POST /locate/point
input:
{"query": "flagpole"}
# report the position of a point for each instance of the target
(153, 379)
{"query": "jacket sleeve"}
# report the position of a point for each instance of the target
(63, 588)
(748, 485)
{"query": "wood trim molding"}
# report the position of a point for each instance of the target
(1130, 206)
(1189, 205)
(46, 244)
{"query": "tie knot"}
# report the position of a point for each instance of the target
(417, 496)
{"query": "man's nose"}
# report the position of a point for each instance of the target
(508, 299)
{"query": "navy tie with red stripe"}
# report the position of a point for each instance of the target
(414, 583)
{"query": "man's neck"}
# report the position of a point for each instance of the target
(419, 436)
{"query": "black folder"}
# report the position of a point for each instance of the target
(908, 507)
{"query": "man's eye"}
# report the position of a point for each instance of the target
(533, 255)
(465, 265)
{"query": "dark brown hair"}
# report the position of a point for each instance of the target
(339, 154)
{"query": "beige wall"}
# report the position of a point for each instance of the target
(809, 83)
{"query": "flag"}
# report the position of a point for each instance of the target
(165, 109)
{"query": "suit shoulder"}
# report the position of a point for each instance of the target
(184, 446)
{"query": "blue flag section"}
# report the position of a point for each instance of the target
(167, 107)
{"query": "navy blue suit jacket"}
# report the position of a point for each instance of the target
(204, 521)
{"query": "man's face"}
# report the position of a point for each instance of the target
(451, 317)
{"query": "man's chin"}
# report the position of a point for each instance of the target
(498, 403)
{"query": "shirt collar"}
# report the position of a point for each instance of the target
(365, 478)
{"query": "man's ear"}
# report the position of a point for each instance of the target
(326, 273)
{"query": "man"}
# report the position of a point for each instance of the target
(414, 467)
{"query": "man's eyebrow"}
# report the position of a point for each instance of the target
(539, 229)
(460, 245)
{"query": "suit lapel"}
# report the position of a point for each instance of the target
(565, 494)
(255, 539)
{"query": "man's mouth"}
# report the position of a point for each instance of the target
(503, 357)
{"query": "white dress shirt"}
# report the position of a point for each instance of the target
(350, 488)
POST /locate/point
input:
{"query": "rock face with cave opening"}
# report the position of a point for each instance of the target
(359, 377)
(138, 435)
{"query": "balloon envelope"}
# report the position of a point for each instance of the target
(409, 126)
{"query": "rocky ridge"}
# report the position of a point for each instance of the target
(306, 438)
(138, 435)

Exercise task: Reproduce the full set of records precisely.

Answer to this exercise:
POST /locate/point
input:
{"query": "flagpole"}
# report the position of a point for each instance of the target
(153, 379)
{"query": "jacket sleeve"}
# report the position of a point for each instance of the target
(63, 588)
(748, 485)
{"query": "wood trim molding"}
# report the position of a point for each instance of the target
(1130, 206)
(1189, 205)
(46, 244)
{"query": "tie knot"}
# report the position of a point for each instance of the target
(417, 496)
{"query": "man's nose"}
# report the position of a point for each instance of the target
(508, 299)
{"query": "navy tie with red stripe"}
# report the position of a point for each instance of the target
(414, 583)
{"query": "man's neck"}
# report the position of a point for each instance of the target
(419, 436)
{"query": "black folder"}
# report the position of a point for each instance of the target
(908, 507)
{"query": "man's eye"}
# report the position of a point for each instance of the target
(533, 255)
(465, 265)
{"query": "dark brown hair"}
# report the position of a point for each instance of the target
(339, 154)
{"query": "beige wall"}
# report the position of a point for each instance of the target
(809, 83)
{"query": "flag"}
# report the position of a point for each instance of the target
(165, 109)
{"query": "suit shoulder"}
# report the position of a point for each instance of the target
(184, 446)
{"query": "blue flag section"}
# report the position of a point for each instance of the target
(167, 107)
{"query": "navy blue suit jacket"}
# report the position of a point for each instance of the target
(204, 521)
{"query": "man's face"}
# report the position of a point for each instance of the target
(451, 317)
{"query": "man's chin"}
# report the position of a point for each instance of the target
(498, 403)
{"query": "shirt collar"}
# report the position of a point for each instance of the target
(365, 478)
{"query": "man's ear"}
# report the position of a point for each instance of the target
(326, 273)
{"query": "man"}
# report the position of a point for each instance of the target
(414, 467)
{"query": "man's eyebrow"}
# report the position of a point for each instance of the target
(539, 229)
(460, 245)
{"query": "suit lapel"}
# report the position of a point for each instance of the target
(565, 494)
(255, 539)
{"query": "man's mouth"}
# report the position of a point for each instance of the target
(503, 357)
{"query": "white dress shirt"}
# report the position of a point for each instance of the target
(350, 488)
POST /locate/point
input:
{"query": "rock face with cave opening"}
# report the position of a point for each instance of the target
(359, 377)
(138, 435)
{"query": "balloon envelope"}
# report the position of a point for each instance of the target
(409, 126)
{"query": "rocky ridge"}
# report the position of a point for each instance of the target
(306, 438)
(138, 435)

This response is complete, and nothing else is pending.